[Stored items from a collection]
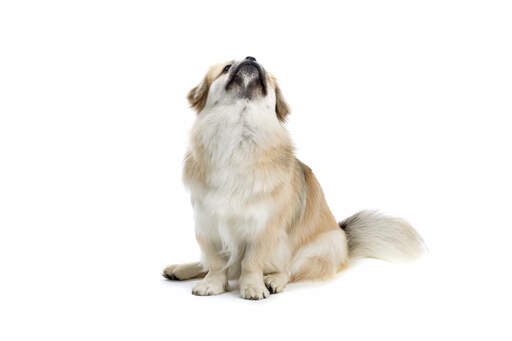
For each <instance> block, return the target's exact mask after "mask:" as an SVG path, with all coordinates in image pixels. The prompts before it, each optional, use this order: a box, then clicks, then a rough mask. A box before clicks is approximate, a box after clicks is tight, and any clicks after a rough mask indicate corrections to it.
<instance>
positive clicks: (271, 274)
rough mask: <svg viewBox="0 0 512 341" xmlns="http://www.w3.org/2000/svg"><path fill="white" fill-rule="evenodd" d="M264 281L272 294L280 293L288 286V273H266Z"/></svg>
mask: <svg viewBox="0 0 512 341" xmlns="http://www.w3.org/2000/svg"><path fill="white" fill-rule="evenodd" d="M264 281H265V286H266V287H267V288H268V290H269V291H270V293H271V294H278V293H280V292H282V291H283V290H284V288H285V287H286V284H287V283H288V275H287V274H285V273H273V274H269V275H266V276H265V278H264Z"/></svg>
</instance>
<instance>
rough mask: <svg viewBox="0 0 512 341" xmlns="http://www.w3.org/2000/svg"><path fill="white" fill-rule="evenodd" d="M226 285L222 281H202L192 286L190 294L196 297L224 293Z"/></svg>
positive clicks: (226, 285)
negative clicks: (193, 286)
mask: <svg viewBox="0 0 512 341" xmlns="http://www.w3.org/2000/svg"><path fill="white" fill-rule="evenodd" d="M226 289H227V284H226V282H225V281H222V280H211V279H206V278H205V279H203V280H201V281H199V282H197V283H196V285H194V288H193V289H192V294H194V295H196V296H211V295H218V294H222V293H223V292H226Z"/></svg>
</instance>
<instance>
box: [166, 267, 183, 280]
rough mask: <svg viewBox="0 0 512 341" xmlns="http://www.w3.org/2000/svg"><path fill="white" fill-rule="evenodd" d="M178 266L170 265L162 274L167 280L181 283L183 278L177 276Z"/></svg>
mask: <svg viewBox="0 0 512 341" xmlns="http://www.w3.org/2000/svg"><path fill="white" fill-rule="evenodd" d="M177 267H178V265H169V266H168V267H166V268H165V269H164V272H163V273H162V276H164V277H165V278H167V279H169V280H171V281H180V280H181V278H179V277H178V276H176V268H177Z"/></svg>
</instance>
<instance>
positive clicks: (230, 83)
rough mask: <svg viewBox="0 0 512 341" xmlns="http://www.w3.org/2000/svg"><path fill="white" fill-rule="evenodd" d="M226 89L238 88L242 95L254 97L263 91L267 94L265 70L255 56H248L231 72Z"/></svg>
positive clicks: (233, 69)
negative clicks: (247, 56) (257, 61)
mask: <svg viewBox="0 0 512 341" xmlns="http://www.w3.org/2000/svg"><path fill="white" fill-rule="evenodd" d="M226 90H228V91H230V90H238V93H239V94H240V96H241V97H245V98H249V99H250V98H252V97H254V96H255V95H256V94H258V93H261V94H262V95H263V96H266V95H267V84H266V76H265V70H264V69H263V68H262V67H261V65H260V64H258V63H257V62H256V58H254V57H246V58H245V59H244V60H243V61H242V62H240V63H239V64H238V65H236V66H235V68H233V69H232V70H231V72H230V74H229V78H228V82H227V83H226Z"/></svg>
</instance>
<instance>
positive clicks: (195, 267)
mask: <svg viewBox="0 0 512 341" xmlns="http://www.w3.org/2000/svg"><path fill="white" fill-rule="evenodd" d="M188 99H189V101H190V104H191V106H192V107H193V108H194V109H195V110H196V111H197V113H198V116H197V119H196V122H195V124H194V126H193V128H192V132H191V138H190V147H189V150H188V153H187V155H186V157H185V166H184V172H183V177H184V182H185V185H186V186H187V187H188V188H189V189H190V192H191V198H192V205H193V208H194V215H195V232H196V238H197V241H198V243H199V245H200V248H201V252H202V256H203V257H202V260H201V262H197V263H190V264H181V265H170V266H168V267H167V268H165V270H164V276H165V277H166V278H168V279H171V280H185V279H191V278H203V277H204V278H203V279H201V280H200V281H199V282H198V283H197V284H196V285H195V286H194V288H193V290H192V293H193V294H195V295H216V294H221V293H223V292H225V291H226V290H228V279H239V283H240V294H241V296H242V297H243V298H246V299H255V300H258V299H263V298H266V297H268V296H269V294H270V293H278V292H281V291H283V289H284V288H285V286H286V284H287V283H290V282H294V281H300V280H319V279H326V278H329V277H332V276H333V275H334V274H336V273H337V272H338V271H340V270H341V269H343V268H344V267H345V266H346V265H347V263H348V260H349V257H350V258H353V257H375V258H381V259H385V260H389V261H394V262H400V261H406V260H409V259H413V258H416V257H418V256H419V255H420V254H421V253H422V252H423V243H422V240H421V237H420V236H419V235H418V233H417V232H416V231H415V230H414V229H413V228H412V227H411V226H410V225H409V224H408V223H406V222H405V221H403V220H401V219H398V218H391V217H386V216H383V215H380V214H378V213H375V212H370V211H363V212H360V213H357V214H355V215H354V216H352V217H350V218H348V219H346V220H345V221H343V222H341V223H339V224H338V223H337V222H336V220H335V218H334V216H333V215H332V213H331V211H330V210H329V207H328V206H327V203H326V202H325V199H324V195H323V193H322V189H321V187H320V185H319V183H318V181H317V179H316V178H315V176H314V174H313V172H312V171H311V169H310V168H309V167H308V166H306V165H305V164H303V163H302V162H300V161H299V160H298V159H297V158H296V157H295V155H294V150H293V146H292V142H291V139H290V136H289V134H288V132H287V131H286V129H285V128H284V126H283V122H284V121H285V118H286V116H287V115H288V113H289V108H288V105H287V104H286V102H285V101H284V99H283V96H282V94H281V91H280V89H279V87H278V86H277V83H276V80H275V78H274V77H273V76H272V75H270V74H269V73H268V72H266V71H265V69H264V68H263V67H262V66H261V65H260V64H258V63H257V62H256V59H255V58H253V57H246V58H245V59H243V60H241V61H230V62H227V63H222V64H217V65H214V66H212V67H211V68H210V70H209V71H208V73H207V74H206V77H205V78H204V80H203V81H202V82H201V83H200V84H199V85H198V86H197V87H195V88H194V89H192V90H191V91H190V92H189V94H188Z"/></svg>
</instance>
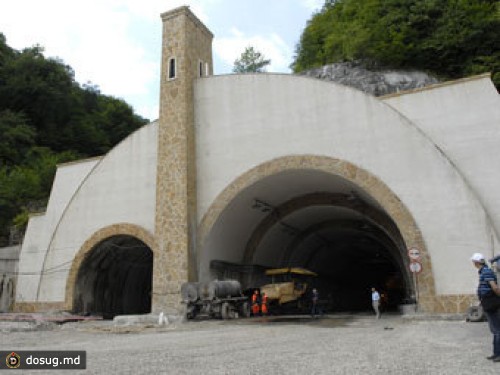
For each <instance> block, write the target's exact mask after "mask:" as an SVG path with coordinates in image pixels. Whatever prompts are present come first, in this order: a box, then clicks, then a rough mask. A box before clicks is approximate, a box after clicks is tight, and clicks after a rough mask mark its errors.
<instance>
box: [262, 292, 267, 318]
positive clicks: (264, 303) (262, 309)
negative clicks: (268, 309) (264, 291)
mask: <svg viewBox="0 0 500 375" xmlns="http://www.w3.org/2000/svg"><path fill="white" fill-rule="evenodd" d="M260 306H261V307H260V311H261V312H262V315H267V313H268V309H267V294H266V292H264V293H262V304H261V305H260Z"/></svg>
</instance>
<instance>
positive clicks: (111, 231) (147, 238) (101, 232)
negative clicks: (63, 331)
mask: <svg viewBox="0 0 500 375" xmlns="http://www.w3.org/2000/svg"><path fill="white" fill-rule="evenodd" d="M117 235H127V236H131V237H135V238H137V239H139V240H141V241H142V242H144V243H145V244H146V245H147V246H148V247H149V248H150V249H151V251H152V252H153V270H154V262H155V260H157V258H158V253H159V251H158V245H157V243H156V239H155V237H154V236H153V235H152V234H151V233H149V232H148V231H147V230H145V229H144V228H142V227H139V226H137V225H134V224H129V223H120V224H114V225H110V226H108V227H105V228H102V229H100V230H98V231H97V232H95V233H94V234H93V235H92V236H91V237H90V238H89V239H88V240H87V241H85V242H84V244H83V245H82V247H81V248H80V250H78V252H77V253H76V254H75V256H74V258H73V262H72V263H71V268H70V270H69V273H68V277H67V279H66V293H65V299H64V310H68V311H70V310H72V309H73V298H74V291H75V283H76V282H77V277H78V271H79V270H80V267H81V265H82V263H83V261H84V260H85V258H86V256H87V254H89V253H90V251H92V249H93V248H94V247H95V246H96V245H98V244H99V243H101V242H102V241H104V240H105V239H107V238H109V237H113V236H117ZM153 272H154V271H153ZM153 288H154V276H153Z"/></svg>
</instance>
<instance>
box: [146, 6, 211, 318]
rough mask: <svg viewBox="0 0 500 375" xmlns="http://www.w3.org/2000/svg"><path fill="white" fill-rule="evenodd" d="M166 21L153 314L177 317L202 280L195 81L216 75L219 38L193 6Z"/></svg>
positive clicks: (164, 26) (162, 81)
mask: <svg viewBox="0 0 500 375" xmlns="http://www.w3.org/2000/svg"><path fill="white" fill-rule="evenodd" d="M161 18H162V21H163V40H162V64H161V83H160V120H159V130H158V142H159V143H158V169H157V181H156V182H157V184H156V186H157V188H156V189H157V190H156V220H155V237H156V240H157V243H158V249H159V252H158V253H159V255H158V256H157V258H158V259H154V262H153V296H152V305H153V306H152V310H153V312H160V311H165V312H167V313H173V314H175V313H176V312H177V311H178V307H179V302H180V286H181V284H182V283H183V282H185V281H188V280H193V279H194V278H195V277H196V263H195V259H194V252H195V245H196V229H197V222H196V157H195V130H194V98H193V92H194V89H193V84H194V80H196V79H199V78H201V77H204V76H208V75H211V74H212V39H213V34H212V33H211V32H210V31H209V30H208V29H207V28H206V26H205V25H203V24H202V23H201V21H200V20H199V19H198V18H197V17H196V16H195V15H194V14H193V13H192V12H191V11H190V10H189V8H188V7H187V6H183V7H179V8H176V9H173V10H171V11H169V12H166V13H163V14H162V15H161Z"/></svg>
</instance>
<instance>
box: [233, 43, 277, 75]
mask: <svg viewBox="0 0 500 375" xmlns="http://www.w3.org/2000/svg"><path fill="white" fill-rule="evenodd" d="M269 64H271V60H266V59H265V58H264V56H263V55H262V54H261V53H260V52H258V51H256V50H255V49H254V48H253V47H251V46H250V47H247V48H245V51H243V53H242V54H241V57H240V58H239V59H236V60H235V62H234V67H233V72H234V73H261V72H265V71H266V70H265V67H266V66H268V65H269Z"/></svg>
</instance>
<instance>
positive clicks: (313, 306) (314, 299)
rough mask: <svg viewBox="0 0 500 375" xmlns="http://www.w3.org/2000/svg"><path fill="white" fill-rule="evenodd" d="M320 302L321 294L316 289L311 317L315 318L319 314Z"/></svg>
mask: <svg viewBox="0 0 500 375" xmlns="http://www.w3.org/2000/svg"><path fill="white" fill-rule="evenodd" d="M318 301H319V293H318V291H317V290H316V288H314V289H313V291H312V296H311V302H312V307H311V316H312V317H313V318H315V317H316V315H317V314H319V306H318Z"/></svg>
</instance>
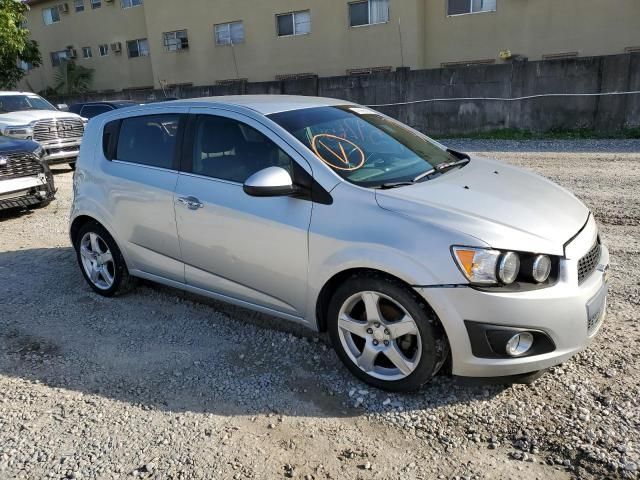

• **WORK ITEM**:
Looking at the data above, give the number of lines that include "coordinates"; add nothing else.

• **COMPLETED TASK**:
2